◆ Supplied text ◆
--------
Canadian National Vimy Memorial in France.
Credits: File photo
Some historians will tell you that Canada really defined itself as a nation 95 years ago, at Vimy Ridge in France.
Thousands of young people from across the country are overseas this weekend, getting ready for a hallowed ceremony at the Vimy Ridge memorial to honour the Canadians who mounted a daring battle there during the Great War.
On Easter Monday, April 9, 1917, at 5:30 in the morning, all four divisions of the Canadian Corps came together for the first time and stormed the seven-kilometre-wide ridge that had been long held by the Germans, dug in with machine guns. They suffered more than 10,600 casualties --3,598 of whom died -- but by April 12 they had captured it, achieving what others could not.
"The Canadians would be assaulting over an open graveyard, since previous French attacks had failed, with over 100,000 casualties," writes the Canadian War Museum on a special Vimy Ridge memorial site. "The key to victory would be a devastating artillery barrage that would not only isolate enemy trenches, but provide a moving wall of high explosives and shrapnel to force the Germans to stay in their deep dugouts and away from their machine guns."
--------
(Stored data entries)
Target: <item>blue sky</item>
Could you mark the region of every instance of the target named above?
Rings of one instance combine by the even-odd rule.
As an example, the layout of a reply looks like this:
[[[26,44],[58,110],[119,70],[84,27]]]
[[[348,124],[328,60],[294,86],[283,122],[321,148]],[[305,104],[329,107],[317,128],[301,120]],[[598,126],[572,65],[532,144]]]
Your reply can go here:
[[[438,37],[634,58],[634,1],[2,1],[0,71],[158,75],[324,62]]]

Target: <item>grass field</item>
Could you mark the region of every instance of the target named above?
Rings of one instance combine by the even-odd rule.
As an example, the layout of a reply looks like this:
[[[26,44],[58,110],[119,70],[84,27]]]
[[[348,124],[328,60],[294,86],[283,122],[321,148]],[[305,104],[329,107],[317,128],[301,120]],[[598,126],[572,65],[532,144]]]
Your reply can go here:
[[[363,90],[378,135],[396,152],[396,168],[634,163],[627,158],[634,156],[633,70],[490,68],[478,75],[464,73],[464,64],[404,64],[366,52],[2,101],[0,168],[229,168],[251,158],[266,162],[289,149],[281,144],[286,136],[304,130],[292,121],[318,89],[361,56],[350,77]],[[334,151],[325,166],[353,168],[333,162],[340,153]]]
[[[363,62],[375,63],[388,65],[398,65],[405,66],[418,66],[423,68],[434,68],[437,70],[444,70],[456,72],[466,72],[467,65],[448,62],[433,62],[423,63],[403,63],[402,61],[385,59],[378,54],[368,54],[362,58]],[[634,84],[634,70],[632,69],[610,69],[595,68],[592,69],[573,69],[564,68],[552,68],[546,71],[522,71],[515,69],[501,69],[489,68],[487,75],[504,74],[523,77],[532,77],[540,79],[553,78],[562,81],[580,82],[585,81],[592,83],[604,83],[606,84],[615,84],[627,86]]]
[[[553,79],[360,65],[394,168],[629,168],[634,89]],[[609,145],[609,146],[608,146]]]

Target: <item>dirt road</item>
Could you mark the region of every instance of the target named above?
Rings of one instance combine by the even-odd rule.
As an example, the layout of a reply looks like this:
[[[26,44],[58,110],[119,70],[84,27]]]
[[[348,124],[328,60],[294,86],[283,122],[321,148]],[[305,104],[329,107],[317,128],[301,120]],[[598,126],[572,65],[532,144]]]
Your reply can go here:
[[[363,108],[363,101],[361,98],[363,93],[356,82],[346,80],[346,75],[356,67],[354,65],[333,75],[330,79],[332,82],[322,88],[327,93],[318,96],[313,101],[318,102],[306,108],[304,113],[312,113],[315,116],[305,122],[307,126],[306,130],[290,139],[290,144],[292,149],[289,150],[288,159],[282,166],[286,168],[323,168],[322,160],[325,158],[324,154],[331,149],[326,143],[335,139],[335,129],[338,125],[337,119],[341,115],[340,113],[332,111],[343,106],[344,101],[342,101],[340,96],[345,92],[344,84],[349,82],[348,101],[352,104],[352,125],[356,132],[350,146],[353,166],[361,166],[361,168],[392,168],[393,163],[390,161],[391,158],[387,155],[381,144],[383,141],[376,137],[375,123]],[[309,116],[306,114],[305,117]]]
--------
◆ Exercise instructions ◆
• A. Reproduce the Vimy Ridge article word for word, starting at "Canadian National Vimy" and ending at "the Great War.".
• B. Write the next part of the Vimy Ridge article, picking up after its final sentence.
This data has no role in the work here.

◆ Answers for the exercise ◆
• A.
Canadian National Vimy Memorial in France.
Credits: File photo
Some historians will tell you that Canada really defined itself as a nation 95 years ago, at Vimy Ridge in France.
Thousands of young people from across the country are overseas this weekend, getting ready for a hallowed ceremony at the Vimy Ridge memorial to honour the Canadians who mounted a daring battle there during the Great War.

• B.
The monument to the war dead stands at the highest point of Vimy Ridge, on Hill 145. It was the most important feature at the ridge, and was captured in a frontal bayonet charge by Canadians against machine-gun positions.
Ceremonies are also being held across Canada, including an overnight cadet vigil Sunday at the National War Memorial in Ottawa, and a special one in Charlottetown, Prince Edward Island on Saturday.
"They invented something that had never been done before, called the rolling barrage -- allied guns were pounding down on Vimy Ridge, and every few minutes the Canadians would move forward," said Mike Duffy, senator for Cavendish, P.E.I. "Never again after that battle did Canadians fight under another command -- British Command, French Command, whatever, we always fought as Canadians as a unit ever since then. That's what they really mean by at that battle Canada became a country."